- Exercises to complete -
1. Answer these from the PSO excerpt, one line each:
(a) What maximum iteration number is assumed in the paper?
(b) Which state does Area-B represent?
(c) What voltage is the AC interconnection between South Australia and Victoria?
2. Print the part of the PSO excerpt starting at "For better understanding, the" and ending at "for each particle.", with no changes.

- Page excerpt -
For better understanding, the PSO technique is stepwise described as follows. Figure 6 illustrates the steps via a flowchart.
Step 1:
Model the low-inertia power system and initialize PSO parameters.
Step 2:
Form a random matrix to initialize the position and velocity of the swarm particles by considering given constraints.
Step 3:
Evaluate the objective function by determining minimum error.
Step 4:
Update the P b e s t and G b e s t for each particle.
Step 5:
Using the new local and global best, update the velocity and position of each particle.
Step 6:
Check whether the termination criterion is fulfilled. The process is stopped if the termination condition is fulfilled. If not, the process returns to Step-2 and we initialize the particles’ velocities with new random numbers. When the change in objective function for consecutive iterations is less than 1 × 10 8 , it is considered that the termination criterion is met. Furthermore, if the maximum iteration number is reached, the process is terminated as well. In this paper, the maximum iteration number is assumed to be 100.

3. Simulation Network and Scenarios

3.1. Simulation Network

The proposed siting and sizing methodology of BESS is applied to a test network. The network is formed based on the 14-Generator Model of South-East Australia [39]. The test network consists of two areas viz. Area-A and Area-B. Area-A resembles the high-voltage transmission network of South Australia. Note that South Australia is a typical example of a low-inertia grid due to high wind power penetration. In addition, Area-B represents the adjacent state, Victoria, which is connected to South Australia via a 275 kV high-voltage AC interconnection. The simulation network is depicted in Figure 7. Area-B is further connected to the rest of the Australian states, which are not shown here for simplicity.
Two conventional power plants, namely Plant-1 and Plant-2 are present in Area-A. Both power plants consist of multiple generating units. Table 1 outlines the nameplate data of these conventional power plants.

- Data supplied -
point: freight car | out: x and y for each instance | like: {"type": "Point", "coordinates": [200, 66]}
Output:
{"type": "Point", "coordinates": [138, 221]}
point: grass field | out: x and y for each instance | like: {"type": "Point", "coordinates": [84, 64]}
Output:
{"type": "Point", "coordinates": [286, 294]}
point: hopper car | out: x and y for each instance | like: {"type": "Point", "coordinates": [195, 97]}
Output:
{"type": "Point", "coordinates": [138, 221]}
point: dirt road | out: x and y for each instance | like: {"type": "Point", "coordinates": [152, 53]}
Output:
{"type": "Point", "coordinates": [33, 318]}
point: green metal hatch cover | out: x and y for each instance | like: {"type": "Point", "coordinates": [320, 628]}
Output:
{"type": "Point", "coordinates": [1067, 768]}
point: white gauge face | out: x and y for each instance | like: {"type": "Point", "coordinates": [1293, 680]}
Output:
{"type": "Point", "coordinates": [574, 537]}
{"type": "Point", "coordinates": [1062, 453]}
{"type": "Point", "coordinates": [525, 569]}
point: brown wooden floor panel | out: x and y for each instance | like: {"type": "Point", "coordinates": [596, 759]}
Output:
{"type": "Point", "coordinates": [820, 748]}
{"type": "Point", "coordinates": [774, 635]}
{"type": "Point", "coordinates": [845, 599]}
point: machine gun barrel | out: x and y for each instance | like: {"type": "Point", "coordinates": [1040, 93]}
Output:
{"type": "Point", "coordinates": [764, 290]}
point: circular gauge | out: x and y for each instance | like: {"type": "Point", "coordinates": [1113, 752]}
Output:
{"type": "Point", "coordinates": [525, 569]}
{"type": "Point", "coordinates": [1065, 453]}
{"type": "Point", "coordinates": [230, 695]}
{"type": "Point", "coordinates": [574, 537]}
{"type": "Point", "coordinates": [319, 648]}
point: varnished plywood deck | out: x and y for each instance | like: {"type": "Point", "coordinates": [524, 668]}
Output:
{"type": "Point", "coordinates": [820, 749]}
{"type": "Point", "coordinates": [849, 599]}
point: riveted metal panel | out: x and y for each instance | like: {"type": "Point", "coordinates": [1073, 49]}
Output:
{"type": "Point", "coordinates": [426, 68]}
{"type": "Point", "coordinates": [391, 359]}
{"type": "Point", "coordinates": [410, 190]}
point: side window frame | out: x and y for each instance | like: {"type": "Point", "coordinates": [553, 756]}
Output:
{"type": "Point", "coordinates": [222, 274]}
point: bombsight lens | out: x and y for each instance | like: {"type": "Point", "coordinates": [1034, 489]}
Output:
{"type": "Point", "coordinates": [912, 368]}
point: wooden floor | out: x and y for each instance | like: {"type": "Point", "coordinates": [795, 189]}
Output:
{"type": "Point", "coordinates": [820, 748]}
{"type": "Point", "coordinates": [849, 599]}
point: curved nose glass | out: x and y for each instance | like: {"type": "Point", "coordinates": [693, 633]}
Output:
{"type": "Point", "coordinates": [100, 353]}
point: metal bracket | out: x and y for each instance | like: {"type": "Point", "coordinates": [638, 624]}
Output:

- Results -
1.
(a) 100
(b) Victoria
(c) 275 kV

2.
For better understanding, the PSO technique is stepwise described as follows. Figure 6 illustrates the steps via a flowchart.
Step 1:
Model the low-inertia power system and initialize PSO parameters.
Step 2:
Form a random matrix to initialize the position and velocity of the swarm particles by considering given constraints.
Step 3:
Evaluate the objective function by determining minimum error.
Step 4:
Update the P b e s t and G b e s t for each particle.